#### To be done
Would you transcribe the whole listing exactly, minus its pictures?

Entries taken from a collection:
════════════════
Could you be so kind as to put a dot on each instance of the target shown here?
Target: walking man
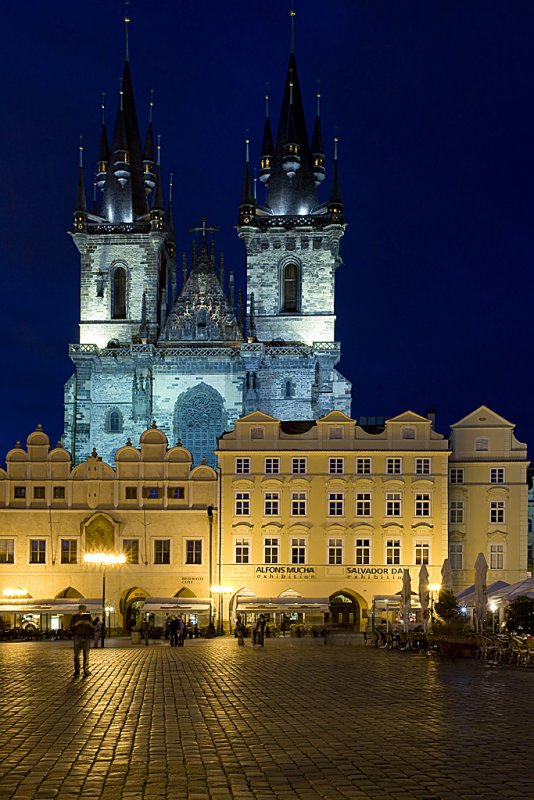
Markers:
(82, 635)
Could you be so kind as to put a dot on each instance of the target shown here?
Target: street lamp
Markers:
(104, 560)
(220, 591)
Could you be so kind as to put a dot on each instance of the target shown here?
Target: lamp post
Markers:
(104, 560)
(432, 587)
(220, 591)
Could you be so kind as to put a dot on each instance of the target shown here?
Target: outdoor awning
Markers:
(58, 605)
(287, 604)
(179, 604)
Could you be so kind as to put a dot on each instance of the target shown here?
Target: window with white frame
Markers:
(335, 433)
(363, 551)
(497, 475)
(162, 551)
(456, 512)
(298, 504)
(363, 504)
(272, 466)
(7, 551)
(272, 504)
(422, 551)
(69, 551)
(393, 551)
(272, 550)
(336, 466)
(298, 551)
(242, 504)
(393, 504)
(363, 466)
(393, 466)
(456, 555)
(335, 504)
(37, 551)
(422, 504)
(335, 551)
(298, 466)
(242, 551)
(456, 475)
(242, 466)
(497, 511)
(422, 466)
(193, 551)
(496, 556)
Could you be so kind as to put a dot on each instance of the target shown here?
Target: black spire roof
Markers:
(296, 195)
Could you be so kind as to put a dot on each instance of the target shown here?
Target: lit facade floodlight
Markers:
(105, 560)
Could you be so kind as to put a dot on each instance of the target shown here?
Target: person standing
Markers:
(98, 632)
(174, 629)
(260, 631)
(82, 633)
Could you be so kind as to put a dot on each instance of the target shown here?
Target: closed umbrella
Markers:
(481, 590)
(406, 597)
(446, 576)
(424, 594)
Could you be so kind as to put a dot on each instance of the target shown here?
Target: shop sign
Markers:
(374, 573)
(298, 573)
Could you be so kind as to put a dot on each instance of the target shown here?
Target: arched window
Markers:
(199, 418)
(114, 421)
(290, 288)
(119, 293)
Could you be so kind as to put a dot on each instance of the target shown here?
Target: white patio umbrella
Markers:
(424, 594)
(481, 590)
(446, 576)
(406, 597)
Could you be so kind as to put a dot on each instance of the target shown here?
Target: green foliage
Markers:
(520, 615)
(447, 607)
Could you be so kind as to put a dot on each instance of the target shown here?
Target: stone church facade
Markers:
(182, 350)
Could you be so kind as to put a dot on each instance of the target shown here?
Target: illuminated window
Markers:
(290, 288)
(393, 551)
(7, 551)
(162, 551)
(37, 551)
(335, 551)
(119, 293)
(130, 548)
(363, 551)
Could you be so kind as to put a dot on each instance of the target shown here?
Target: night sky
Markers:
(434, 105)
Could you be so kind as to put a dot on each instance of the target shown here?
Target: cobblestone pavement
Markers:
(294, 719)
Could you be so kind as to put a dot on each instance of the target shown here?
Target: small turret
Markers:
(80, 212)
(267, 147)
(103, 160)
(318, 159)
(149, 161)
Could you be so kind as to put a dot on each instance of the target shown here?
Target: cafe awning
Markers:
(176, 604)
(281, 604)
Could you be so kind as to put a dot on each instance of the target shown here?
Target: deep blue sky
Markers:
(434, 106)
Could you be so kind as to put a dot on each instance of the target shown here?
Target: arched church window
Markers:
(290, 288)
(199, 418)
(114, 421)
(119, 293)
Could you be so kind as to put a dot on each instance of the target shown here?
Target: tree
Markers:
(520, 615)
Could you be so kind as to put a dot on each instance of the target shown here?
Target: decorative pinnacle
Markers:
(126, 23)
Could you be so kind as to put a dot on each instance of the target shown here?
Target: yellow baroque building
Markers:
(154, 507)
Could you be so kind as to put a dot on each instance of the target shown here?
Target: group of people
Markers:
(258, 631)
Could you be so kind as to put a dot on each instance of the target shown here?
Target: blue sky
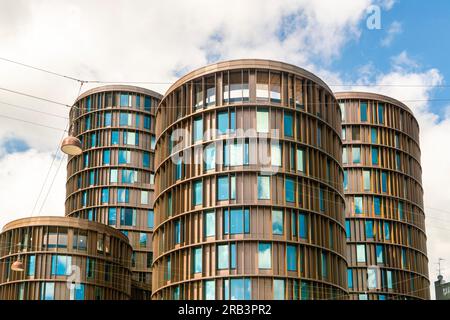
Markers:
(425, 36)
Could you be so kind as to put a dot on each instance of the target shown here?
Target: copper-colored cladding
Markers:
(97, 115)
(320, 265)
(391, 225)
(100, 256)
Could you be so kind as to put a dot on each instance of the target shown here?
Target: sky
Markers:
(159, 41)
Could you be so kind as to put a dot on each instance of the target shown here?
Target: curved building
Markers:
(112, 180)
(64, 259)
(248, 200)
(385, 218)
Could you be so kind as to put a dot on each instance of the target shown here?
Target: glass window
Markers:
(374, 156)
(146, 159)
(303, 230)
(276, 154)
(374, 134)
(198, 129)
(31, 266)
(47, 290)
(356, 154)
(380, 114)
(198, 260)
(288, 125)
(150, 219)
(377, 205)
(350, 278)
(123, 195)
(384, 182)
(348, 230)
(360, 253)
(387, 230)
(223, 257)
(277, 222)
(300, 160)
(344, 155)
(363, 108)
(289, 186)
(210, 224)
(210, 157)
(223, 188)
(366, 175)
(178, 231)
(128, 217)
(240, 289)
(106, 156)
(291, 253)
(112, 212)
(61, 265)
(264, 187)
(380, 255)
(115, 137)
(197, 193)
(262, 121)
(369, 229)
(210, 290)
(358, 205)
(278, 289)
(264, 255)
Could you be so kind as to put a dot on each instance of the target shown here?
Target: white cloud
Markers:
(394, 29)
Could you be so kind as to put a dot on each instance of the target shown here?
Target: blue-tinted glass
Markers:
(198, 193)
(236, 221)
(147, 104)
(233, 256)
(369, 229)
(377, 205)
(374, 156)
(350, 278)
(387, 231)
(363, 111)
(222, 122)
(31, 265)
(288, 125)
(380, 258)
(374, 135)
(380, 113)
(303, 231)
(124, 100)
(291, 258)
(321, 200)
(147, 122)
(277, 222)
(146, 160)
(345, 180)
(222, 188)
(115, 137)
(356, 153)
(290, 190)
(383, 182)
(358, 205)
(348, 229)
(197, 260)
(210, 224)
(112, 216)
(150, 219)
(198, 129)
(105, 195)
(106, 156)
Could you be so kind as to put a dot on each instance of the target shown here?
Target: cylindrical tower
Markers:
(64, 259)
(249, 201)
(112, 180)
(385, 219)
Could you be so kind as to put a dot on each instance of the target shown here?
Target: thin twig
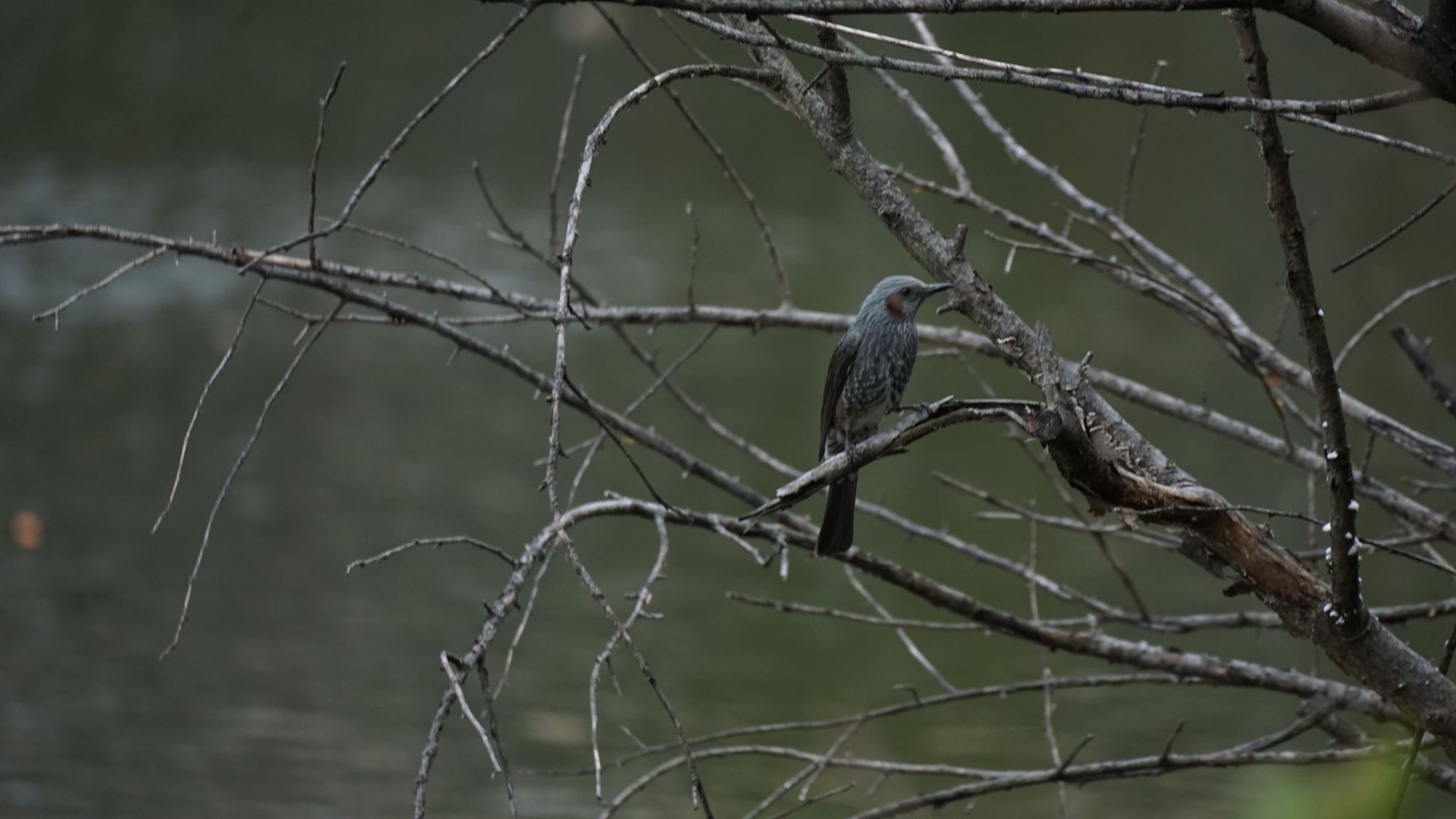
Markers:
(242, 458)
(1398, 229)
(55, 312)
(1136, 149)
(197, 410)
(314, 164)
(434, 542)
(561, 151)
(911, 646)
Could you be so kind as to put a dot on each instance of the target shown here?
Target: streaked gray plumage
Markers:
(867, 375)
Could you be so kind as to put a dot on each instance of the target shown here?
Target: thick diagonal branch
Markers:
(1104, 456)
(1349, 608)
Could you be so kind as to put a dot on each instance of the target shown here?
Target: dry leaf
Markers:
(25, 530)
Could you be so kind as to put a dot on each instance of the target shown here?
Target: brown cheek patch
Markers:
════════════════
#### Exercise output
Could you be so kind as to put a dot on each instance of the target shown here?
Target: walking man
Markers:
(82, 635)
Could you be so kind as to put a dot on each instance of the target shown here?
Target: street lamp
Markers:
(104, 560)
(220, 591)
Could you be so kind as to put a dot on each instance of the target shown here?
Target: lamp post
Markers:
(104, 560)
(432, 587)
(220, 591)
Could you be so kind as to put a dot on each instance of the target shown here?
Target: outdoor awning
Markers:
(58, 605)
(287, 604)
(179, 604)
Could you be so kind as to put a dot on each instance of the target shown here?
Target: window with white frame
Markers:
(335, 433)
(363, 551)
(497, 475)
(162, 551)
(456, 512)
(298, 504)
(363, 504)
(272, 466)
(7, 551)
(272, 504)
(422, 551)
(69, 551)
(393, 551)
(272, 550)
(336, 466)
(298, 551)
(242, 504)
(393, 504)
(363, 466)
(393, 466)
(456, 555)
(335, 504)
(37, 551)
(422, 504)
(335, 551)
(298, 466)
(242, 551)
(456, 475)
(242, 466)
(497, 511)
(422, 466)
(193, 551)
(496, 556)
Could you be so kind as to put a dot on each instance of the target shown here?
Target: black spire roof
Markers:
(296, 195)
Could you be so kind as to put a dot on each instance of the target shown here?
Target: lit facade floodlight
Markers:
(105, 560)
Could you be so kind as to put a dot on each instance of the target shown here?
Target: person standing
Markers:
(98, 632)
(174, 629)
(260, 631)
(82, 633)
Could you be so kind as to put a dot on each instance of the target shown here?
Target: closed umbrella
Markers:
(481, 590)
(406, 597)
(446, 576)
(424, 594)
Could you be so kind as to put a dot on each instance of the target shown here?
Target: shop sign
Markers:
(374, 573)
(298, 573)
Could you be so kind as to put a dot on each instance of the target shown here?
Target: arched window
Markers:
(199, 418)
(114, 421)
(290, 288)
(119, 293)
Could you be so kind as to put a dot on each instance of the target shown here?
Target: white patio umbrella
Markers:
(424, 594)
(481, 590)
(446, 576)
(406, 597)
Could you be so kind as to put a dot on each instance of the target shown here?
Target: green foliage
Markers:
(520, 615)
(447, 607)
Could you be so kind as to put a dot on each instance of the target shown here?
Target: stone church facade
Markers:
(182, 350)
Could you be so kind as to put a dot on each instance of the target shown here?
Target: illuminated window
Markers:
(290, 288)
(393, 551)
(7, 551)
(162, 551)
(37, 551)
(335, 551)
(119, 293)
(130, 548)
(363, 551)
Could you be so kind as to put a dot on each instance of the target shown here?
Target: night sky
Markers:
(434, 105)
Could you be so kind as to put a dot on each instance of the target shown here?
Target: cobblestone pavement
Markers:
(294, 719)
Could you be so kind as to put a dot on each instance of the target shown here?
Target: small turret
Markers:
(80, 212)
(267, 147)
(103, 160)
(318, 159)
(149, 161)
Could you be so kind as to put a dot on each instance of the target shown here?
Target: cafe awning
Markers:
(176, 604)
(281, 604)
Could you be so kind as to put a dot on each instance of the target shown here?
Target: deep blue sky
Markers:
(434, 106)
Could you be so kind as to put a dot on each instance of the target shown here?
Target: arched church window
Markers:
(290, 288)
(199, 418)
(114, 421)
(119, 293)
Could you be so kind as to put a dot on each instance of the target shown here?
Target: tree
Markers:
(520, 615)
Could you be so kind as to put a dot on each instance of the target shown here?
Target: decorative pinnacle
Markers:
(126, 23)
Could you be so kind as to put a dot on each instance of the target shown here?
Target: yellow baroque building
Markers:
(154, 507)
Could you be so kind as to put a dot on each instance of the target shown here?
Target: group of people
Markers:
(258, 631)
Could you be so kind as to put a dot on each instance of the target shown here?
Target: blue sky
Markers:
(425, 36)
Could you be so kind as to put a dot on each instance of the target shown here?
Target: copper-colored cladding
Markers:
(97, 115)
(320, 265)
(391, 225)
(100, 256)
Could you be so kind as to put a dot on each instance of the target shown here?
Target: sky
Markers:
(159, 41)
Could you be so kind as to put a dot on each instance of the target shown here?
Target: curved building
Markers:
(112, 180)
(64, 259)
(248, 200)
(385, 218)
Could you be so kind as to put a dot on each instance of the target shown here?
Target: glass window
Markers:
(374, 156)
(146, 159)
(303, 230)
(276, 154)
(374, 134)
(198, 129)
(31, 266)
(47, 290)
(356, 154)
(380, 114)
(198, 260)
(288, 125)
(150, 219)
(377, 205)
(350, 278)
(123, 195)
(384, 182)
(348, 230)
(360, 253)
(387, 230)
(223, 257)
(277, 222)
(300, 160)
(344, 155)
(363, 108)
(289, 186)
(210, 224)
(210, 157)
(223, 188)
(366, 175)
(178, 231)
(128, 217)
(240, 289)
(106, 156)
(291, 253)
(112, 212)
(61, 265)
(264, 187)
(380, 255)
(115, 137)
(197, 193)
(262, 121)
(369, 229)
(210, 290)
(358, 205)
(278, 289)
(264, 255)
Could you be so kind as to put a dot on each instance of the target shown here?
Target: white cloud
Markers:
(394, 29)
Could you be so kind as to put a dot on each instance of the target shown here?
Target: blue-tinted glass
Markers:
(198, 193)
(236, 221)
(147, 104)
(233, 256)
(369, 229)
(377, 205)
(374, 156)
(350, 278)
(387, 231)
(363, 111)
(222, 122)
(31, 265)
(288, 125)
(380, 258)
(374, 135)
(380, 113)
(303, 231)
(124, 100)
(291, 258)
(321, 200)
(147, 122)
(277, 222)
(146, 160)
(345, 180)
(222, 188)
(115, 137)
(356, 153)
(290, 190)
(383, 182)
(358, 205)
(348, 229)
(197, 260)
(210, 224)
(112, 216)
(150, 219)
(198, 129)
(105, 195)
(106, 156)
Could you be so kind as to put a dot on each instance of the target shown here?
Target: cylindrical tower
Markers:
(64, 259)
(249, 201)
(112, 180)
(385, 219)
Could you be so kind as to put a dot on each instance of the target shown here?
Target: thin twig
Markers:
(242, 458)
(1398, 229)
(55, 312)
(1136, 149)
(197, 410)
(314, 164)
(434, 542)
(561, 151)
(911, 646)
Could you be so kind as to put a dot on each instance of the target shown here?
Target: streaked gray plumage
Markers:
(867, 375)
Could you be so kind as to put a dot on each instance of the target shown here?
Target: thick diagonal branch
Markers:
(1104, 456)
(1349, 608)
Could you be so kind as to put a dot on each instance of the target shown here?
Target: dry leaf
Markers:
(25, 530)
Could you be so kind as to put a dot on each instance of the target shown here?
Target: brown cheek patch
Markers:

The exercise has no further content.